Activity:
Return the whole listing, line for line, without the pictures in it.
┌──
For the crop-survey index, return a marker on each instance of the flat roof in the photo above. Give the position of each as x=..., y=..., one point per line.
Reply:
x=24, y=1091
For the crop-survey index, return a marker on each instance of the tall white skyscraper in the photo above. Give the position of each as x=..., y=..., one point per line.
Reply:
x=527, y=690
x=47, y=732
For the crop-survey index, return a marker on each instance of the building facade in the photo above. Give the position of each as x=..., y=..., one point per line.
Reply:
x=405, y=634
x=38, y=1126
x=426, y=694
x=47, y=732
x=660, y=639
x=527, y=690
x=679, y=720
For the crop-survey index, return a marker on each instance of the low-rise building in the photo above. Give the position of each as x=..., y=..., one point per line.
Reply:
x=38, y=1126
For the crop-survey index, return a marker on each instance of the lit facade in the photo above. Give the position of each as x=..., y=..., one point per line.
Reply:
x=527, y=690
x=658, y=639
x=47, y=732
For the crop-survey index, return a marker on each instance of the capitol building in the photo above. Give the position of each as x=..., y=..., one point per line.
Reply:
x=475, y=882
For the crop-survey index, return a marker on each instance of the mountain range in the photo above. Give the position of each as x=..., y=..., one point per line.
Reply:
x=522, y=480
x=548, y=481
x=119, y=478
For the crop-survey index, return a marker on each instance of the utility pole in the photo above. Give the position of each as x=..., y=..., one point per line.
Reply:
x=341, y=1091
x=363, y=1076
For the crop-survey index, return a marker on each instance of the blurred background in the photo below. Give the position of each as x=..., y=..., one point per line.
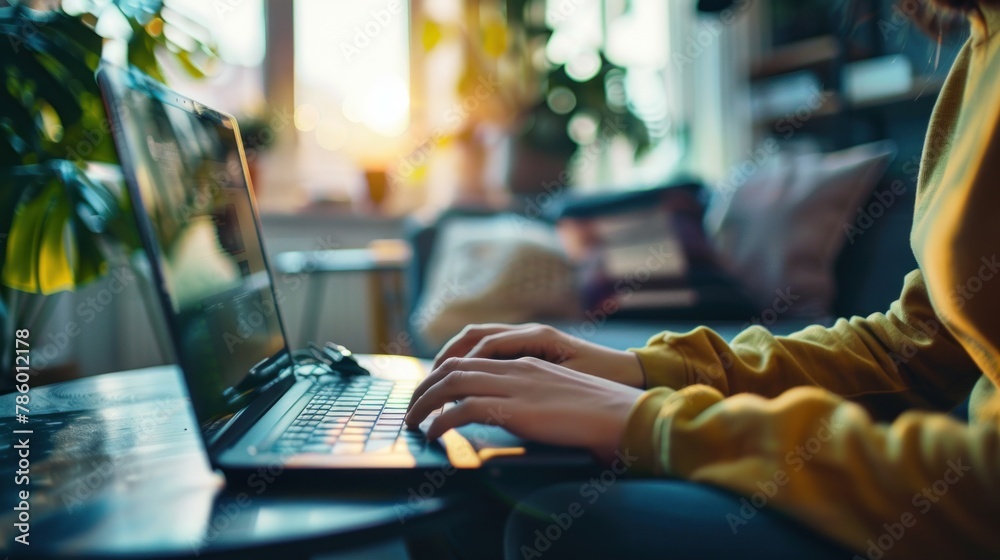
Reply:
x=537, y=154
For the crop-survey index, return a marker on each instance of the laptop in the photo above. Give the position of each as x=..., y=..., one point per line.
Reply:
x=258, y=403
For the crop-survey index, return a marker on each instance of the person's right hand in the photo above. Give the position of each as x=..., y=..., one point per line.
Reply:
x=508, y=342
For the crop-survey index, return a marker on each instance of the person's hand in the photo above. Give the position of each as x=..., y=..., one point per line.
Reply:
x=499, y=341
x=530, y=397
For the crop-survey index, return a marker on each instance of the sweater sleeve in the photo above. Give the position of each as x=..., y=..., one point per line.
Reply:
x=925, y=485
x=888, y=362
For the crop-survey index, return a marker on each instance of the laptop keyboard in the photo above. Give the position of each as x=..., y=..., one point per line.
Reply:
x=354, y=415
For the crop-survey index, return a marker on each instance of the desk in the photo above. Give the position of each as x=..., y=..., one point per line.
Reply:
x=117, y=469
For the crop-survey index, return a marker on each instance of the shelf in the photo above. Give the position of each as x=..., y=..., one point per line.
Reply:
x=797, y=56
x=923, y=88
x=830, y=107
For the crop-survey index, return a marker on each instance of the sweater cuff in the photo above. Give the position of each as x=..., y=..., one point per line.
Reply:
x=640, y=440
x=663, y=365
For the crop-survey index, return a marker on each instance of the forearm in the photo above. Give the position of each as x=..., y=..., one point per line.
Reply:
x=822, y=460
x=893, y=360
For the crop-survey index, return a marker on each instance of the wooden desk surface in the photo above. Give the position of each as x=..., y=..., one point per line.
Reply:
x=117, y=469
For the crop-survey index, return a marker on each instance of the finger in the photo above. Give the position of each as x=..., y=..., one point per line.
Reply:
x=456, y=385
x=469, y=411
x=450, y=365
x=464, y=341
x=539, y=341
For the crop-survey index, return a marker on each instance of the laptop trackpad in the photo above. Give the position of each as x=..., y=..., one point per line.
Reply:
x=496, y=445
x=482, y=436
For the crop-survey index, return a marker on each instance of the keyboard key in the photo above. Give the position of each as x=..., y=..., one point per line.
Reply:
x=348, y=448
x=379, y=446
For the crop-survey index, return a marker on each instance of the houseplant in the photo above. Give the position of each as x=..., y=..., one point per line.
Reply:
x=59, y=224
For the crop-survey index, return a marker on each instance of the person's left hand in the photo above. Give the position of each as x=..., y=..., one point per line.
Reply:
x=529, y=397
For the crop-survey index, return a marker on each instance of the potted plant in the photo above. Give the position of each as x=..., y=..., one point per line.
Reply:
x=62, y=214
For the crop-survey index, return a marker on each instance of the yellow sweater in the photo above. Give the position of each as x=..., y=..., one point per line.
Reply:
x=844, y=428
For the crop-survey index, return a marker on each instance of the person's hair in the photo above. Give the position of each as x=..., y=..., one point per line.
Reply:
x=940, y=17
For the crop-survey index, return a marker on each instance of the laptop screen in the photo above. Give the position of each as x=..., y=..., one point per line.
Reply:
x=199, y=225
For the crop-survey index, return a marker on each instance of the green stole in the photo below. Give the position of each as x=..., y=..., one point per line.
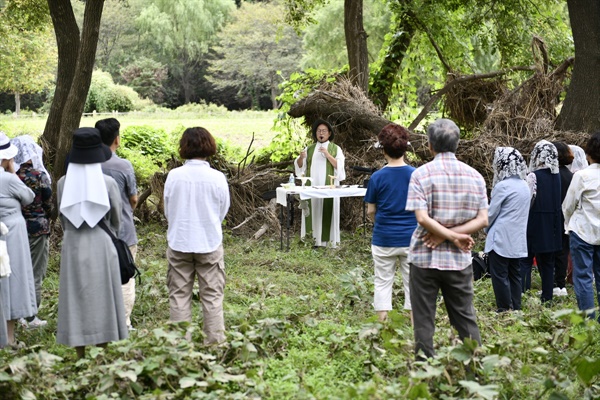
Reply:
x=327, y=203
└──
Response:
For the crop-survey index, return a marker on each instance of the flat roof in the photo above. Give the position of each as x=..., y=..., one point per line.
Reply:
x=24, y=1091
For the crop-survey index, return a marker on each instance of the tall white skyscraper in the photo above. Give the position of each as x=..., y=..., one point per line.
Reply:
x=527, y=690
x=47, y=732
For the crop-survey index, return a marker on each instance of the building facade in the photo above. Give the position of each as x=..., y=..., one point per line.
Reply:
x=405, y=634
x=38, y=1126
x=426, y=694
x=47, y=732
x=660, y=639
x=527, y=690
x=679, y=720
For the crop-survey index, return a marker on each instance of the low-rise building in the photo above. Give the position of each as x=..., y=..., one point per line.
Reply:
x=38, y=1126
For the crop-survey index, return a marker on each instance of the lit facade in the photo above. Give the position of each as x=..., y=..., one point per line.
Reply:
x=527, y=690
x=658, y=639
x=47, y=732
For the crop-survey index, return a marker on each instance of the capitol building in the photo above. Give the position of each as x=..., y=..., one point per line.
Reply:
x=475, y=882
For the crop-survey index, return a marker on each instance of the mountain range in the photo above. Give the position of each as x=..., y=..., one point per line.
Reply:
x=522, y=480
x=548, y=481
x=119, y=478
For the crop-survey index, return a marker on each instance of the utility pole in the photo above. Give the position of each as x=..., y=..., one point per line.
Reply:
x=341, y=1091
x=363, y=1076
For the crop-survey index, return a marker on each instance of the blurred background in the photo below. Give the position of each as x=..., y=..., one point per line.
Reply:
x=537, y=154
For the crop-survey index, return a marker on each instance of the laptop in the photo above. Give the position of each as x=..., y=..., one point per line.
Reply:
x=258, y=403
For the crop-survey index, return a marker on each instance of the person's right hand in the photo above. Give the position of each as x=..., y=..., one point per line.
Reply:
x=508, y=342
For the crop-survey index, return a marker on each instance of the person's hand in the photo above. Give the position of each as x=..., y=..., one point per line.
Reply:
x=499, y=341
x=530, y=397
For the crop-survey index, return a marker on each instance of the sweater sleeve in the photo above. Give the position of each as x=..., y=..., one point per line.
Reply:
x=925, y=485
x=888, y=362
For the crop-survey index, return a marker on each instance of the laptop keyboard in the photo above. Give the position of each as x=..., y=..., one point per line.
Reply:
x=354, y=415
For the crop-survey index, return a marker on each instance of the desk in the photo above. Give the position of each as x=..., y=..., one point per line.
Reply:
x=117, y=469
For the crop-survey index, return a marker on each instance of the shelf in the photo above. Give the position of each as x=..., y=..., one point per line.
Reply:
x=797, y=56
x=923, y=88
x=830, y=107
For the crop-survey index, return a marker on each instance of the sweater cuff in the photo above. Give the position of each as x=..., y=..., one point per line.
Reply:
x=640, y=440
x=663, y=365
For the crop-survey index, return a marker on each instance of the forearm in the photo above. Give the position of each as x=..., y=..., one point per line.
Reply:
x=822, y=460
x=893, y=360
For the crop-survey index, return a marker on each instance of the wooden desk surface in the photo above. Give the position of each as x=..., y=..., one point per line.
Reply:
x=117, y=469
For the crop-survey index, return a marker on each instance of the finger in the photo above. Give the position of each as x=..., y=..., one point per line.
Reply:
x=456, y=385
x=469, y=411
x=450, y=365
x=464, y=341
x=539, y=341
For the crop-survey index, return a marker on each instance of the laptop trackpad in the photo above. Give the position of each as x=..., y=..., one point per line.
Reply:
x=496, y=445
x=482, y=436
For the crop-survey index, return a marker on each instance of the keyboard key in the photo above. Give the position of each as x=..., y=..., one point per line.
Reply:
x=348, y=448
x=379, y=446
For the crop-survey index, return a marker on each instance of the houseplant in the photo above. Give the position of each as x=..., y=..., one point per line.
Reply:
x=59, y=224
For the crop-survey index, return a marker on each instance of the person's left hand in the photo above. Give the position of each as x=..., y=..., one point per line.
Reply:
x=529, y=397
For the crop-survey index, return a marker on each instance of the potted plant in the photo above. Give the position of each as x=..., y=..., one point per line.
Reply:
x=62, y=214
For the crop-survey index, return a marker on each instance of the yellow sweater in the photo above. Give the position of each as x=..., y=..., one point per line.
Reply:
x=844, y=428
For the crop-survey index, return a marker on each instance of the person's hair in the photo above. Give the position of each as x=..., y=..., one point per line.
Reply:
x=940, y=17
For the crop-survey index, return a marker on each instance of the laptop screen in the photo above. Give the position of each as x=..., y=..., one point per line.
Reply:
x=199, y=225
For the crop-survey index, return a marker on each instance of the green stole in the photo below. Give the position of each as x=..., y=..., one point per line.
Reply:
x=327, y=203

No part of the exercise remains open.